### Your tasks:
1. In the passage on log contexts, why might you want a context to forget the data it collected from a particular host after 24 hours?
2. List everything that the passage on log contexts says can trigger a context's action.

**** Document text

If you create a context you are able to set a time limit (in seconds) specifying how long this context should be active. If this timeout value is reached then the associated default_action is launched. Example: you might want to collect everything that is coming from a particular host or domain but forget the collected data after 24 hours (so if you create a report as a result of another important log line and you report all actions coming from this host then you are not interested in old messages from the previous day).

timeout_rel

In addition to the absolute timeout you are also able to specify a relative timeout specifying the number of seconds since the last message was added to this context. This is a kind of inactive timer you can use to launch the default action if there are no new messages stored in this context for a certain amount of time.

min_lines

An optional parameter specifying the minimum number of lines matched by a context before the action will be performed. The action will be performed if and only if it has collected min_lines or more log lines, otherwise the context will simply be deleted without any action. Note that min_lines does not in itself trigger the action – only a timeout or max_lines will do so. Default is 0 (do not check for min_lines)

********
**** Recorded information

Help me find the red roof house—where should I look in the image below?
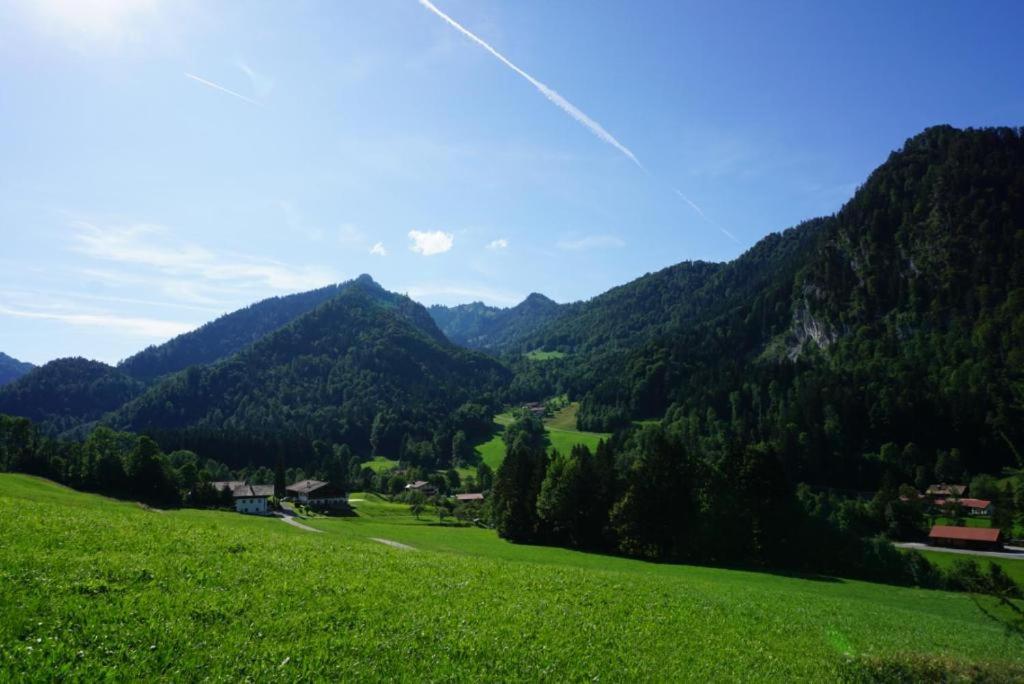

********

### Results of the exercise:
1. You may create a report because of another important log line and include all actions coming from that host. In that report, old messages from the previous day are of no interest.

2.
- The absolute timeout: the set time limit, in seconds, for how long the context stays active.
- The relative timeout (timeout_rel): the number of seconds since the last message was added to the context.
- max_lines